■ **Given information**
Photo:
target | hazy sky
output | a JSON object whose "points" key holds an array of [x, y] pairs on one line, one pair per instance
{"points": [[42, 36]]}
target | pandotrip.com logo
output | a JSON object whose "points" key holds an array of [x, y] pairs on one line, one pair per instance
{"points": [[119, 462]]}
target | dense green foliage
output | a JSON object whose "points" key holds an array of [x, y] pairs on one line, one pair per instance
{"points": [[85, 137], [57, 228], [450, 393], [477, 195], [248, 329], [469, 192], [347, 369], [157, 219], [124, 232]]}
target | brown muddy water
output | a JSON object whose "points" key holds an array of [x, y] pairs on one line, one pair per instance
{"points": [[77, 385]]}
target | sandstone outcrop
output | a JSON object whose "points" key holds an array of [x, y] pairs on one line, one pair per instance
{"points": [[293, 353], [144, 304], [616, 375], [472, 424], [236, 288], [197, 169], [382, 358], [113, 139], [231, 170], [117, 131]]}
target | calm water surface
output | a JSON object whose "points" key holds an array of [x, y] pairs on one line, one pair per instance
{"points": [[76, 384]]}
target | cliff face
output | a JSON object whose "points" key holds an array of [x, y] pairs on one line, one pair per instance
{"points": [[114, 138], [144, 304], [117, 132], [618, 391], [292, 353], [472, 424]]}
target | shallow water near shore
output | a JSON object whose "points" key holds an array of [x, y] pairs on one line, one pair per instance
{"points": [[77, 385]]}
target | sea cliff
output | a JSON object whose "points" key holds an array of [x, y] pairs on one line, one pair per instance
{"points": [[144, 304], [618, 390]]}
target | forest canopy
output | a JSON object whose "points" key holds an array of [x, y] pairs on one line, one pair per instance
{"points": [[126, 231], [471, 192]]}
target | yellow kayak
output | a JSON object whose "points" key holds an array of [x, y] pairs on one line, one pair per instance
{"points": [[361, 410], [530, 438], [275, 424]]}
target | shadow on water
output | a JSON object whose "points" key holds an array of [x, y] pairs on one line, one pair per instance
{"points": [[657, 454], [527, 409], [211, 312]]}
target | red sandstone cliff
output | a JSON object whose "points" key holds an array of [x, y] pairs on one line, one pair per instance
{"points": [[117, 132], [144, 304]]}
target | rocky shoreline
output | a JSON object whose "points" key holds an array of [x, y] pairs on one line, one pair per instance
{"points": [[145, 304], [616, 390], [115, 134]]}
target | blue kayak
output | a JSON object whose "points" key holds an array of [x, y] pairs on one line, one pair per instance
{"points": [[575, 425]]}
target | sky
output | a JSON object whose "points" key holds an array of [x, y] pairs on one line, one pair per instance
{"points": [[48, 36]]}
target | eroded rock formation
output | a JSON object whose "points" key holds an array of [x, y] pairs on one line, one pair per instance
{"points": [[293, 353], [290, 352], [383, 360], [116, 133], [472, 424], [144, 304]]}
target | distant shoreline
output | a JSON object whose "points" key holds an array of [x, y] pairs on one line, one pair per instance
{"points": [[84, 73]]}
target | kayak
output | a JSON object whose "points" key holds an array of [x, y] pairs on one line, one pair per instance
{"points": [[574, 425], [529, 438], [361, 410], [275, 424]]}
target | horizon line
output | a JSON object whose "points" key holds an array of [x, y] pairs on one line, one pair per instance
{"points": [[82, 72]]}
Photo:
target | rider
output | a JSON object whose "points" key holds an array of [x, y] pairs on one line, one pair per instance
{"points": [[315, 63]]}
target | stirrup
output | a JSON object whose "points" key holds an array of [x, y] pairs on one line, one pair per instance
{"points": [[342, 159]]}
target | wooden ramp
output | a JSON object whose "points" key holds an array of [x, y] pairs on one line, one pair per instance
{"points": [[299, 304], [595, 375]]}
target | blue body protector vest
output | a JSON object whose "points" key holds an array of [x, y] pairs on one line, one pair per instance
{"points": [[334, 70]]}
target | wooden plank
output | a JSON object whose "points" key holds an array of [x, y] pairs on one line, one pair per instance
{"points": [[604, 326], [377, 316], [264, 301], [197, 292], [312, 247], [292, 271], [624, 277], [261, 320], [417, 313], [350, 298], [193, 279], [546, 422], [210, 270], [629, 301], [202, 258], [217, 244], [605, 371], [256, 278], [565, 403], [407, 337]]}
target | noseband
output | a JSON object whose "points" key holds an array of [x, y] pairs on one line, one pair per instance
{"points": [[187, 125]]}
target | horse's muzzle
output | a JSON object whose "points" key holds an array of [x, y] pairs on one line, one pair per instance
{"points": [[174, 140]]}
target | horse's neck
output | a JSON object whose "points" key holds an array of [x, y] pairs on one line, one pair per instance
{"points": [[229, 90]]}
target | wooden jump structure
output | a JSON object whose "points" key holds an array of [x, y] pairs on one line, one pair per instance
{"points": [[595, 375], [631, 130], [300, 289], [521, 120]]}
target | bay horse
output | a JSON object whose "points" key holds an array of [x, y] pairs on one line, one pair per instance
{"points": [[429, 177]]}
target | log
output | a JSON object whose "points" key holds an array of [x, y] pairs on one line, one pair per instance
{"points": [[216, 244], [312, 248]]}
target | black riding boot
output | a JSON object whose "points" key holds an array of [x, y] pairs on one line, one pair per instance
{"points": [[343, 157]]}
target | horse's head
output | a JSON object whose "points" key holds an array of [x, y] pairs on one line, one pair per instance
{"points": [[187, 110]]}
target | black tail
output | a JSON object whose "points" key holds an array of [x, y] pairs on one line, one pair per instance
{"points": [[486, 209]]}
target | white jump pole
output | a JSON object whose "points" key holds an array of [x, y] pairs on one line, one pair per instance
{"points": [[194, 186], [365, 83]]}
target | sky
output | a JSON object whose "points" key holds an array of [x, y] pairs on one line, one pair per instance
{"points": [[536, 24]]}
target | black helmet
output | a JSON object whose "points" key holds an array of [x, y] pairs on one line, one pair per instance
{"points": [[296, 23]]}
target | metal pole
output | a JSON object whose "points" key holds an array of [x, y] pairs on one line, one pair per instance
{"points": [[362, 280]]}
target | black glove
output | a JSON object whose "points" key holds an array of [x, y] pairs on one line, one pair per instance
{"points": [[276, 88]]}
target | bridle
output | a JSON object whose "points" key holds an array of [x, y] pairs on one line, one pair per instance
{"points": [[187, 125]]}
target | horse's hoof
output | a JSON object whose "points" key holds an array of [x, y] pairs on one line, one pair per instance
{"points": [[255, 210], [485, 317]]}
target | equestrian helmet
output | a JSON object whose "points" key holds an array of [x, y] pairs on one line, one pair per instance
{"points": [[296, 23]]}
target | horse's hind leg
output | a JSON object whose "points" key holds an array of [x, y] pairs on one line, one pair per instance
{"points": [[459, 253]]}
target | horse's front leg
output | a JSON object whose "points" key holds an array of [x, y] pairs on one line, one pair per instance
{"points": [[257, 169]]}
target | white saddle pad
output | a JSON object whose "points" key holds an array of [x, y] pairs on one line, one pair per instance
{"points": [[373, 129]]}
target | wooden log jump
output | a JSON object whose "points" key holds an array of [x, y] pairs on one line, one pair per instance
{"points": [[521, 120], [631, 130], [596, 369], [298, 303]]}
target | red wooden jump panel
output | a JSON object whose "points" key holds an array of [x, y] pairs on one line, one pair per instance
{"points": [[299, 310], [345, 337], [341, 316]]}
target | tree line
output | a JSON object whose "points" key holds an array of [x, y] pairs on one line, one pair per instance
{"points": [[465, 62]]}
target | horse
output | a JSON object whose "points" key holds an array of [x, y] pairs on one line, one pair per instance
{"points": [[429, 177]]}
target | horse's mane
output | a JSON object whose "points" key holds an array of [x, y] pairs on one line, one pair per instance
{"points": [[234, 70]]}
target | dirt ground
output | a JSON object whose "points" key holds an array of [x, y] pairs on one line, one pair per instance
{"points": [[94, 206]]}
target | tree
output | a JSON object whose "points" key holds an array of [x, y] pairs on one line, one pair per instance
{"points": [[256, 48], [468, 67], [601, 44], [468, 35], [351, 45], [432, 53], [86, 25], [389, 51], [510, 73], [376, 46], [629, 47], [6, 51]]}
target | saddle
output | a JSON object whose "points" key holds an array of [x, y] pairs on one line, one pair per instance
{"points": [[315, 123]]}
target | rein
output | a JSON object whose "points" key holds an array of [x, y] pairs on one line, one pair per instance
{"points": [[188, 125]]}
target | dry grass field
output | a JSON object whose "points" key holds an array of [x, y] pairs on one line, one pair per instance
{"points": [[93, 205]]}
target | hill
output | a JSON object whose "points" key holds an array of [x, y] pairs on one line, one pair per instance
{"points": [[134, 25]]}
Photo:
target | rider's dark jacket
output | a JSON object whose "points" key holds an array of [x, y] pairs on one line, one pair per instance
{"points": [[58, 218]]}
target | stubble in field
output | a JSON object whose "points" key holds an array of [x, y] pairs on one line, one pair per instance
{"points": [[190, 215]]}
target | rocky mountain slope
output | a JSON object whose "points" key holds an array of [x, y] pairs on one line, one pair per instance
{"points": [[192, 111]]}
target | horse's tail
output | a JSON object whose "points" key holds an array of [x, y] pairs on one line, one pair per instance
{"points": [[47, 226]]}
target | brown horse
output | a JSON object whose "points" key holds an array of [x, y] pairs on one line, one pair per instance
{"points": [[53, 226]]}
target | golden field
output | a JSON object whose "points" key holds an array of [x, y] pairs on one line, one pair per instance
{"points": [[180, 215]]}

■ **What the exercise asks**
Scan the entries above for the word "rocky" and collect each line holding it.

■ **Solution below**
target | rocky shoreline
target | rocky mountain slope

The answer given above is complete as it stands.